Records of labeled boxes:

:::::

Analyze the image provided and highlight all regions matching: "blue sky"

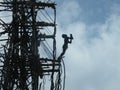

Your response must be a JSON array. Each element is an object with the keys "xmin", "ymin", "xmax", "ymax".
[{"xmin": 57, "ymin": 0, "xmax": 120, "ymax": 90}]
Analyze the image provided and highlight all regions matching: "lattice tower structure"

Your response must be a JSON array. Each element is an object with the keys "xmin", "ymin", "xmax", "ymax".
[{"xmin": 0, "ymin": 0, "xmax": 61, "ymax": 90}]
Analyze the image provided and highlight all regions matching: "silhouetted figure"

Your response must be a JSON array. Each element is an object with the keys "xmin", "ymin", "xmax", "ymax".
[{"xmin": 58, "ymin": 34, "xmax": 73, "ymax": 60}]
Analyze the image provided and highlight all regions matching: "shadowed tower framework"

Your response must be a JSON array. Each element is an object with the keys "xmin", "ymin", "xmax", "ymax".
[{"xmin": 0, "ymin": 0, "xmax": 73, "ymax": 90}]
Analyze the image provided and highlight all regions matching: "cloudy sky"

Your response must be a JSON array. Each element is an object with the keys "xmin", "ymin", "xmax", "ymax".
[{"xmin": 56, "ymin": 0, "xmax": 120, "ymax": 90}]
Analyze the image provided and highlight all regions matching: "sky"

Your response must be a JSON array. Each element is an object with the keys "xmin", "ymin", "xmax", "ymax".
[
  {"xmin": 56, "ymin": 0, "xmax": 120, "ymax": 90},
  {"xmin": 0, "ymin": 0, "xmax": 120, "ymax": 90}
]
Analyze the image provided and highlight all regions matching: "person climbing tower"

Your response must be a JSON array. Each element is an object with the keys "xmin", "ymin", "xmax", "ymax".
[{"xmin": 58, "ymin": 34, "xmax": 73, "ymax": 60}]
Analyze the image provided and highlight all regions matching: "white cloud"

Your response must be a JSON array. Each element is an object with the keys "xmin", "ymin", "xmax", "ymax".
[{"xmin": 58, "ymin": 1, "xmax": 120, "ymax": 90}]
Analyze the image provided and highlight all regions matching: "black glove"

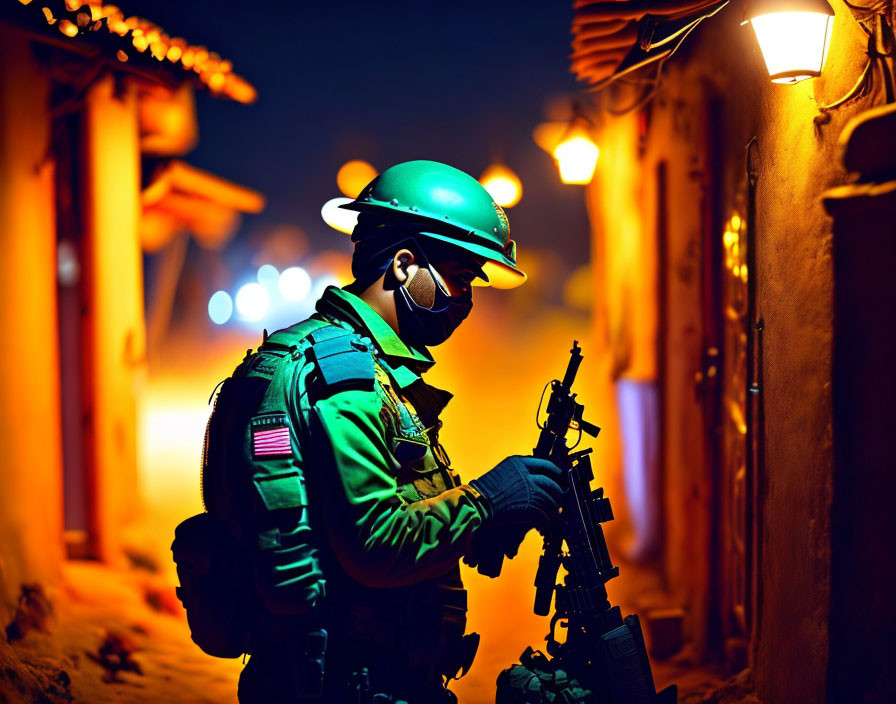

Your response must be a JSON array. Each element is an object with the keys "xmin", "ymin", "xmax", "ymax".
[
  {"xmin": 464, "ymin": 523, "xmax": 531, "ymax": 577},
  {"xmin": 470, "ymin": 455, "xmax": 563, "ymax": 532}
]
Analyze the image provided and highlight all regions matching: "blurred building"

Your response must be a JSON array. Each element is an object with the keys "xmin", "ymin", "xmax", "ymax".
[
  {"xmin": 0, "ymin": 0, "xmax": 264, "ymax": 622},
  {"xmin": 572, "ymin": 0, "xmax": 896, "ymax": 702}
]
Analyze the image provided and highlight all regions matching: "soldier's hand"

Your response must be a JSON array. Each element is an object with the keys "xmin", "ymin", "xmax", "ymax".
[{"xmin": 470, "ymin": 455, "xmax": 563, "ymax": 529}]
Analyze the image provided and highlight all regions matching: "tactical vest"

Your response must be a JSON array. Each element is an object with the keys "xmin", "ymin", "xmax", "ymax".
[{"xmin": 172, "ymin": 318, "xmax": 472, "ymax": 669}]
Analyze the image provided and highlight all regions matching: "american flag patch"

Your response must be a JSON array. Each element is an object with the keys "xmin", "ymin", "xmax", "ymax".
[{"xmin": 252, "ymin": 427, "xmax": 292, "ymax": 457}]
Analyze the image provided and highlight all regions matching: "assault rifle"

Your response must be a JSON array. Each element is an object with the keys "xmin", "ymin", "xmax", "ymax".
[{"xmin": 508, "ymin": 342, "xmax": 678, "ymax": 704}]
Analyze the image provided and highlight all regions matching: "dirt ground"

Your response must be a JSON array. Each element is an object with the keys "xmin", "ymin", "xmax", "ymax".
[{"xmin": 0, "ymin": 562, "xmax": 757, "ymax": 704}]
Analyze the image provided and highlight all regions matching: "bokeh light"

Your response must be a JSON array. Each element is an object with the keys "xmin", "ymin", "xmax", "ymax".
[
  {"xmin": 320, "ymin": 198, "xmax": 359, "ymax": 235},
  {"xmin": 312, "ymin": 274, "xmax": 342, "ymax": 299},
  {"xmin": 554, "ymin": 130, "xmax": 600, "ymax": 184},
  {"xmin": 479, "ymin": 164, "xmax": 523, "ymax": 208},
  {"xmin": 280, "ymin": 266, "xmax": 311, "ymax": 301},
  {"xmin": 236, "ymin": 282, "xmax": 271, "ymax": 320},
  {"xmin": 336, "ymin": 159, "xmax": 377, "ymax": 198},
  {"xmin": 258, "ymin": 264, "xmax": 280, "ymax": 289},
  {"xmin": 208, "ymin": 291, "xmax": 233, "ymax": 325}
]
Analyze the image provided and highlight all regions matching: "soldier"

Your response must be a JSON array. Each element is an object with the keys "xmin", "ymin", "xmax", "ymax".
[{"xmin": 203, "ymin": 161, "xmax": 561, "ymax": 704}]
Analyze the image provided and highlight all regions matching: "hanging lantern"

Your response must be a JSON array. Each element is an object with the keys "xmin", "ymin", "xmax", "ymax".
[
  {"xmin": 553, "ymin": 109, "xmax": 600, "ymax": 184},
  {"xmin": 479, "ymin": 164, "xmax": 523, "ymax": 208},
  {"xmin": 743, "ymin": 0, "xmax": 834, "ymax": 83}
]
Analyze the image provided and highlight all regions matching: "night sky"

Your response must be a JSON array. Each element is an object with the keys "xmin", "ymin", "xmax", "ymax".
[{"xmin": 128, "ymin": 0, "xmax": 588, "ymax": 292}]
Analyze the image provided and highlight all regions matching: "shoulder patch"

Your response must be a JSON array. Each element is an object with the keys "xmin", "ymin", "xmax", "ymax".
[{"xmin": 308, "ymin": 326, "xmax": 376, "ymax": 391}]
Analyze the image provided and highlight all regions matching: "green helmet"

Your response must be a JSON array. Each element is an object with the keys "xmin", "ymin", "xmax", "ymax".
[{"xmin": 340, "ymin": 161, "xmax": 526, "ymax": 288}]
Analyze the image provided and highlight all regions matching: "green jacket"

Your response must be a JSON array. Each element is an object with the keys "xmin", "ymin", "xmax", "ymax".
[{"xmin": 228, "ymin": 287, "xmax": 487, "ymax": 613}]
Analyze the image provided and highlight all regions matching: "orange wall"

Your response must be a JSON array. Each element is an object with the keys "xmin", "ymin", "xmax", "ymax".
[
  {"xmin": 0, "ymin": 28, "xmax": 62, "ymax": 623},
  {"xmin": 592, "ymin": 0, "xmax": 881, "ymax": 701},
  {"xmin": 85, "ymin": 75, "xmax": 146, "ymax": 560}
]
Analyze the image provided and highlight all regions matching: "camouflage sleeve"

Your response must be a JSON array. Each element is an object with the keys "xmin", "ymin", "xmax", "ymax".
[{"xmin": 309, "ymin": 389, "xmax": 486, "ymax": 587}]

:::::

The request: With the pictures left out, transcribe the material exactly.

The answer:
Analyze the image provided and highlight all regions matching: "blue sky"


Your response must be a JSON array. Each element is an object with the keys "xmin", "ymin", "xmax", "ymax".
[{"xmin": 57, "ymin": 0, "xmax": 120, "ymax": 90}]
Analyze the image provided and highlight all regions matching: "lattice tower structure"

Your response must be a JSON array. Each element is an object with the keys "xmin", "ymin", "xmax", "ymax".
[{"xmin": 0, "ymin": 0, "xmax": 61, "ymax": 90}]
Analyze the image provided and highlight all regions matching: "silhouetted figure"

Your response must be a JSON array. Each element is an object with the keys "xmin", "ymin", "xmax", "ymax".
[{"xmin": 58, "ymin": 34, "xmax": 73, "ymax": 60}]
Analyze the image provided and highlight all regions matching: "shadowed tower framework"

Your response must be a JSON array. Each element is an object with the keys "xmin", "ymin", "xmax", "ymax".
[{"xmin": 0, "ymin": 0, "xmax": 73, "ymax": 90}]
Analyze the image provided and highlight all regions matching: "cloudy sky"

Your response must be a JSON array. Each element is an object with the keys "xmin", "ymin", "xmax", "ymax".
[{"xmin": 56, "ymin": 0, "xmax": 120, "ymax": 90}]
Analyze the image provided and highlight all regions matching: "sky"

Your response must be a JSON array. Each element is an object with the keys "xmin", "ymin", "xmax", "ymax".
[
  {"xmin": 56, "ymin": 0, "xmax": 120, "ymax": 90},
  {"xmin": 0, "ymin": 0, "xmax": 120, "ymax": 90}
]
Analyze the image provided and highlight all regions matching: "person climbing tower"

Your response must be a JSON array. Each element is an object with the keys "xmin", "ymin", "xmax", "ymax".
[{"xmin": 58, "ymin": 34, "xmax": 73, "ymax": 60}]
Analyze the image provided and highlight all regions matching: "white cloud"

Your response must be a JSON array. Each element is an object with the keys "xmin", "ymin", "xmax", "ymax".
[{"xmin": 58, "ymin": 1, "xmax": 120, "ymax": 90}]
Analyze the image provided and highlight all regions matching: "black glove"


Your response must be a JSON array. Each element is an object with the keys "xmin", "ymin", "xmax", "ymax".
[
  {"xmin": 464, "ymin": 523, "xmax": 531, "ymax": 577},
  {"xmin": 470, "ymin": 455, "xmax": 563, "ymax": 532}
]
Analyze the image provided and highlight all regions matching: "blurred building"

Your response must be a JSON array. Each element is an object with the keys "xmin", "ymin", "xmax", "ymax".
[
  {"xmin": 0, "ymin": 0, "xmax": 264, "ymax": 622},
  {"xmin": 572, "ymin": 0, "xmax": 896, "ymax": 702}
]
Analyze the image provided and highlight all regions matching: "soldier's hand"

Your response must be a JSON array. Each element is an object with the keys "xmin", "ymin", "xmax", "ymax".
[{"xmin": 470, "ymin": 455, "xmax": 563, "ymax": 529}]
Analyze the image provided and highlight all regions matching: "tactical vest"

Your response must be a JSON array. Each element is an object with the keys "xmin", "ymin", "xmax", "ymax".
[{"xmin": 172, "ymin": 318, "xmax": 472, "ymax": 669}]
Analyze the image provided and highlight all regions matching: "american flag patch"

Your response must be a JSON array. Each element is an object with the keys "xmin", "ymin", "xmax", "ymax".
[{"xmin": 252, "ymin": 427, "xmax": 292, "ymax": 457}]
Analyze the image provided and highlight all regions matching: "assault rifle"

Your response must be a JSON array. Each element is an object with the keys "xmin", "ymin", "xmax", "ymax".
[{"xmin": 508, "ymin": 342, "xmax": 678, "ymax": 704}]
Analyze the image provided and highlight all regions matching: "dirt ground"

Your response must be a JSON array. Each element is an object with the keys "xmin", "ymin", "xmax", "ymax".
[{"xmin": 0, "ymin": 562, "xmax": 757, "ymax": 704}]
Analyze the image provided and highlight all regions matching: "bokeh light"

Your response must be a JSON array. Each element is an object with the keys "xmin", "ymin", "xmax", "ymax".
[
  {"xmin": 320, "ymin": 198, "xmax": 359, "ymax": 235},
  {"xmin": 312, "ymin": 274, "xmax": 342, "ymax": 299},
  {"xmin": 554, "ymin": 130, "xmax": 600, "ymax": 184},
  {"xmin": 479, "ymin": 164, "xmax": 523, "ymax": 208},
  {"xmin": 280, "ymin": 266, "xmax": 311, "ymax": 301},
  {"xmin": 236, "ymin": 282, "xmax": 271, "ymax": 320},
  {"xmin": 336, "ymin": 159, "xmax": 377, "ymax": 198},
  {"xmin": 258, "ymin": 264, "xmax": 280, "ymax": 289},
  {"xmin": 208, "ymin": 291, "xmax": 233, "ymax": 325}
]
Analyze the image provided and highlight all regions matching: "soldier"

Your response must be a JSON array. Each element is an object with the keys "xmin", "ymin", "xmax", "ymax".
[{"xmin": 203, "ymin": 161, "xmax": 561, "ymax": 704}]
Analyze the image provided and highlight all regions matching: "hanging lantern"

Your response must be a JSON array. Each element is an object with the keys "xmin", "ymin", "xmax", "ymax".
[
  {"xmin": 553, "ymin": 109, "xmax": 600, "ymax": 184},
  {"xmin": 479, "ymin": 164, "xmax": 523, "ymax": 208},
  {"xmin": 743, "ymin": 0, "xmax": 834, "ymax": 83}
]
Analyze the image provided and highlight all regions matching: "night sky"

Your response must be a JSON array. Each element is an object with the keys "xmin", "ymin", "xmax", "ymax".
[{"xmin": 128, "ymin": 0, "xmax": 588, "ymax": 292}]
Analyze the image provided and highlight all regions matching: "shoulder patch"

Your response must be a JSON array. Each element is an object with the keys "xmin", "ymin", "xmax", "ymax".
[{"xmin": 308, "ymin": 326, "xmax": 376, "ymax": 391}]
Analyze the image provided and highlight all regions matching: "green helmet"

Your response must be a JSON array. Each element is an object with the keys "xmin", "ymin", "xmax", "ymax".
[{"xmin": 340, "ymin": 161, "xmax": 526, "ymax": 288}]
Analyze the image provided and highlight all regions matching: "green jacket"

Your response must be a JSON array. Each element is an object with the keys "xmin", "ymin", "xmax", "ymax".
[{"xmin": 228, "ymin": 287, "xmax": 487, "ymax": 613}]
Analyze the image provided and highlight all regions matching: "orange wall"

Your response must be a JSON array. Each element is an object with the keys "xmin", "ymin", "xmax", "ymax".
[
  {"xmin": 0, "ymin": 28, "xmax": 62, "ymax": 623},
  {"xmin": 592, "ymin": 0, "xmax": 881, "ymax": 701},
  {"xmin": 85, "ymin": 75, "xmax": 146, "ymax": 560}
]
Analyze the image provided and highlight all regions matching: "camouflage sleeve"

Your response must be a JSON array. Each element is an object with the keys "xmin", "ymin", "xmax", "ymax".
[{"xmin": 309, "ymin": 389, "xmax": 486, "ymax": 587}]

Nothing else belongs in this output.